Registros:

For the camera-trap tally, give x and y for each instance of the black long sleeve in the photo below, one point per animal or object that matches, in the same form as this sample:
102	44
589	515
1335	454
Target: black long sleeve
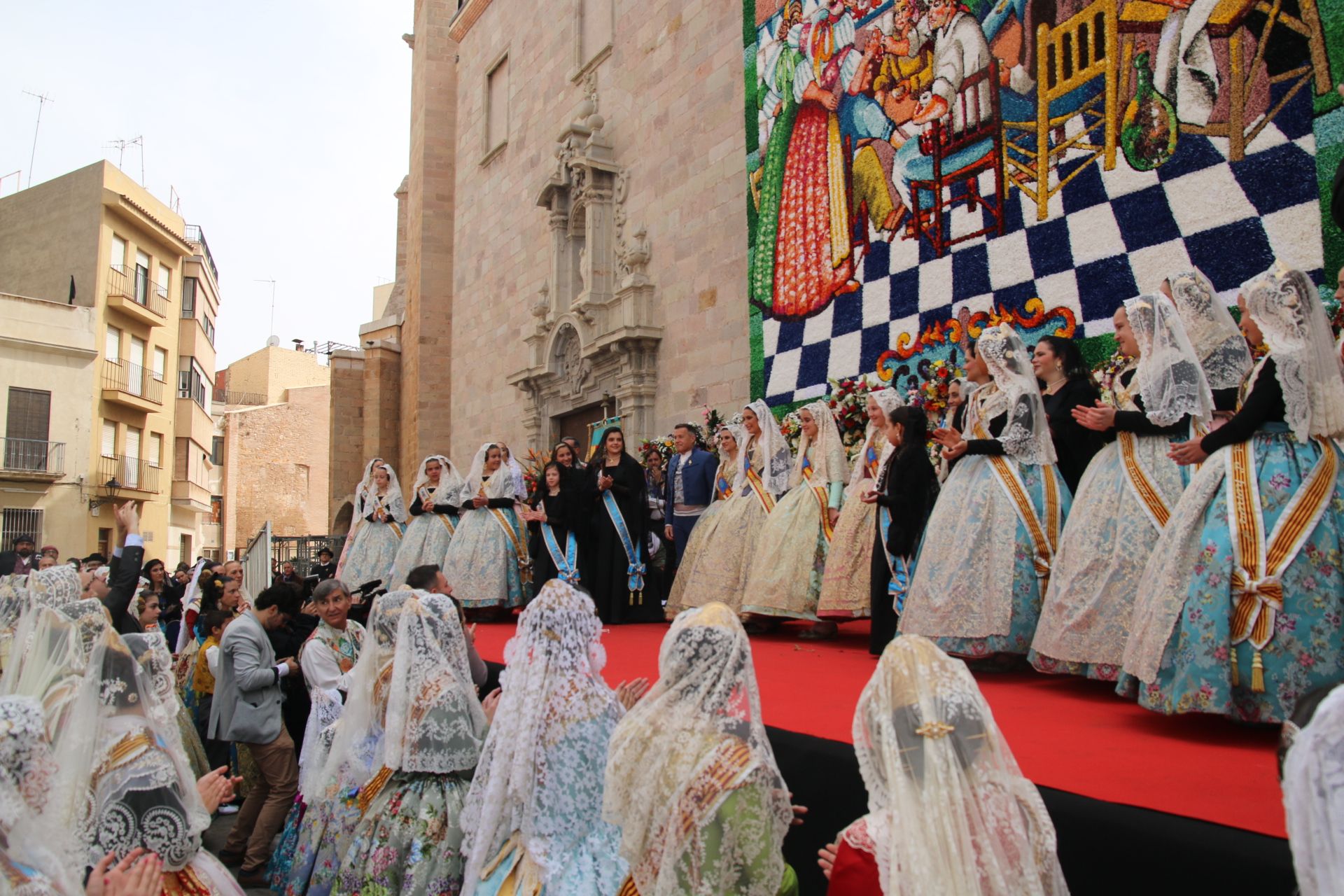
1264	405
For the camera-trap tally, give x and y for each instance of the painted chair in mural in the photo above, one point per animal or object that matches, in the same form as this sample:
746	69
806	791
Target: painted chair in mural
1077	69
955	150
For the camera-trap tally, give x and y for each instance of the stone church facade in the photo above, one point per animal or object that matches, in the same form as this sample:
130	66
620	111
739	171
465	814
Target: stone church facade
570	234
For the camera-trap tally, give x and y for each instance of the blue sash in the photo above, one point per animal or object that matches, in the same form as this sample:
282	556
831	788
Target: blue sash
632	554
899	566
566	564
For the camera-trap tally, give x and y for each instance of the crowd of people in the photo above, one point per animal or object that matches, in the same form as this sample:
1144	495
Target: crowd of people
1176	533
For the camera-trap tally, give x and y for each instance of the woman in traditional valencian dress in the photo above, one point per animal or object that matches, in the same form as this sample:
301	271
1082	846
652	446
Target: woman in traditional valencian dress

Qué se pide: Copia sin cambios las líneas de los registros desde la que contiene "of the woman" hasta el final, incluidas esa línea y la última.

Resultado:
For the camera-trap tally, give x and y for each instance of the woman in traditional valencian dress in the photo above, one point per animal or object that matches, in the same form as this sample:
301	271
1082	846
652	446
Target: woman in traditional valencian dress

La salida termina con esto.